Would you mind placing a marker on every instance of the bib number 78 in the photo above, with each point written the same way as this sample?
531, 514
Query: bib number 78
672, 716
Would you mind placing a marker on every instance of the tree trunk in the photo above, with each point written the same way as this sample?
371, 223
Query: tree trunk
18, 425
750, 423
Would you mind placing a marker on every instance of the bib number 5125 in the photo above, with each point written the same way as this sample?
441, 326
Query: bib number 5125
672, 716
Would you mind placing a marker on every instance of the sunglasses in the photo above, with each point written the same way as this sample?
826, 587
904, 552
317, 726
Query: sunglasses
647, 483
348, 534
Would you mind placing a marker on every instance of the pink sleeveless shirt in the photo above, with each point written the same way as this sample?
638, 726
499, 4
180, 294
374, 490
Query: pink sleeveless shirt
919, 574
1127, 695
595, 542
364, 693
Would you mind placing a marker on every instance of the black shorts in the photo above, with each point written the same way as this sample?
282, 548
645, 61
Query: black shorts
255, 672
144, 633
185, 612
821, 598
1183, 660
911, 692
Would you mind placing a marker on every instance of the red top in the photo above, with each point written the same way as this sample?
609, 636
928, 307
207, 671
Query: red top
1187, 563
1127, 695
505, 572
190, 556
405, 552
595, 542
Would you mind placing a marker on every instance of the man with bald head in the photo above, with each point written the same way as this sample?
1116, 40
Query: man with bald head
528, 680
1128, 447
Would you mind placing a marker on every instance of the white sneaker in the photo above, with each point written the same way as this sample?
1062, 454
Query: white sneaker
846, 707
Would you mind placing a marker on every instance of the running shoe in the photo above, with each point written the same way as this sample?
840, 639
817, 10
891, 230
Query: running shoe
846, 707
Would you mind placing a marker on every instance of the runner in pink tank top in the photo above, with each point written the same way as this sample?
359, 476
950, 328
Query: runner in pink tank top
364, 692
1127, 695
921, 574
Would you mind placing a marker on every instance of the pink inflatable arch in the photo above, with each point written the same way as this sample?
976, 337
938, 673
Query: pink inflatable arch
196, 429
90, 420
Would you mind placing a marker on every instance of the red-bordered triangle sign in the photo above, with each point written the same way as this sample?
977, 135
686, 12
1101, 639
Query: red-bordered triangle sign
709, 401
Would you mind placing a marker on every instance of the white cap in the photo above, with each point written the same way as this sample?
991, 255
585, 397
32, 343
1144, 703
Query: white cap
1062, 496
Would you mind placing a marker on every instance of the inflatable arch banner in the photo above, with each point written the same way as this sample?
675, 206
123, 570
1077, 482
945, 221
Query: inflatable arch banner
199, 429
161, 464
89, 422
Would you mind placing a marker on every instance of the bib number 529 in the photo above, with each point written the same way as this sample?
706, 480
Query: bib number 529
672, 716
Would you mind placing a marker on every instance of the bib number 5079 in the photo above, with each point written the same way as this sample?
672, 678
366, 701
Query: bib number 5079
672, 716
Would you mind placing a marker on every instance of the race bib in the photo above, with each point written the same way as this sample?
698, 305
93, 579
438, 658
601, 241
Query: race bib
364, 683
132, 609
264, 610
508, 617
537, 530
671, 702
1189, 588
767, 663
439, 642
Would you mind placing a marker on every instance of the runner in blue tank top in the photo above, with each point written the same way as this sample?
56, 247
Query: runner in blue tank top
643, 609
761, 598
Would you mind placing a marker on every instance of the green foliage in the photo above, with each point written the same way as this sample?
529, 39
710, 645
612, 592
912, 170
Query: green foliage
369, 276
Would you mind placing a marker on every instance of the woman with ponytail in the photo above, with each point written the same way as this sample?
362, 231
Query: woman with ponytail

### Job
Rewrite all the rows above, replacing every "Query" with "Label" and leaving everything else unchanged.

### Final result
Would you mind placing a marker on every instance of the bib number 78 in the photo above, with each point written the same way as this sample?
531, 514
Label: bib number 78
672, 716
Would you mind placing a marker on every instance of the tree trunk in the photo above, with each point written the same way as this sample?
371, 223
Label: tree trunk
18, 425
750, 423
Would you mind placing a marker on every instance of the bib number 5125 in the photo above, with each point written the same way as this sample?
441, 326
Label: bib number 5125
672, 716
Would you mind placing a marker on every instance of the sunglasses in the photo above, with each point written the same way as this sample?
826, 587
904, 552
317, 726
Label: sunglasses
647, 483
348, 534
Would you mind placing a marker on every instance of the pink sleeveless shirt in the photo above, with each point written the same way as this sample?
638, 726
499, 4
180, 294
374, 490
Label: pink sleeveless shirt
919, 574
1127, 695
595, 542
364, 693
Would you mind placing a marker on every instance of the black shorts in the photo above, with each point written the same way as this sample?
282, 548
645, 61
Label: black shorts
255, 672
144, 633
185, 612
821, 598
1183, 660
911, 692
Would you mind placing a marker on every instance of the red top in the photo above, with each point written the same way as this sample?
609, 636
928, 307
207, 671
Label: red top
1187, 563
1127, 695
505, 572
190, 556
405, 552
595, 542
Would you mind placing a marker on every instance of the man with bald head in the photo above, with each point written the same way as this sample?
1116, 40
Label: man with bald head
528, 680
1128, 447
Would you mind placing a marker on every instance of the white sneaker in the photo above, with each point written the same way as this sample?
1062, 454
Label: white sneaker
846, 707
Would you mind placing a marker on every instance of the running shoe in the photo above, with each point written the same way as this sample?
840, 639
817, 10
891, 230
Label: running shoe
846, 707
Would you mind placing a marker on every instance of the runner in pink tank top in the photo above, with each point written the same way as this sample?
359, 476
950, 328
Label: runner in pink tank top
364, 692
1127, 695
921, 574
Would you mind placing a marker on every instance of the pink inflatable arch in the photo above, with each point written the same way as this sample?
976, 337
938, 673
Label: pink inflatable arch
196, 429
90, 420
Would you mind placing a marker on every instance of the red-bordered triangle sign in the photo above, with each point written the same way as this sample?
977, 135
686, 12
1101, 639
Label: red-bordered triangle sign
709, 401
Would you mind placing a marker on every instance of the white cap in the photo above, with each point written the same way as this sample?
991, 255
585, 397
32, 343
1144, 703
Label: white cap
1062, 496
Would you mind placing a marker on every instance of the inflatable arch banner in the photo above, with each point written the same way as this sample?
675, 206
123, 570
1077, 482
945, 221
Label: inflatable arch banner
199, 429
161, 464
89, 422
Would you mind placing a marker on every instance of the bib number 529 in the photo above, with each point written the same way as this sample?
706, 480
Label: bib number 529
672, 716
Would you mind placing a marker on every instance of the bib number 5079 in the photo above, with each point written the same way as this sample?
672, 678
366, 701
Label: bib number 5079
672, 716
Would you mind placing a marker on every instance of the race bib in the photo above, with each point written the same way as this sample?
698, 305
93, 579
438, 658
601, 241
Label: race bib
364, 683
132, 609
264, 610
508, 617
537, 530
671, 702
1189, 588
767, 663
439, 642
Would you mind placing a marker on every instance of the runner in blue tank top in the photo above, with each point written the same way as this sample?
56, 247
Label: runner in blue tank top
643, 609
761, 598
Would you mind placing a marker on every instance of the green foliage in the photo above, with each point written the same way as this sample?
529, 39
710, 645
612, 592
912, 170
Label: green foliage
369, 276
Would you mind placing a marker on every instance of the woman with ponytail in the photo above, with each point written the same way as this sample?
362, 231
Label: woman with ponytail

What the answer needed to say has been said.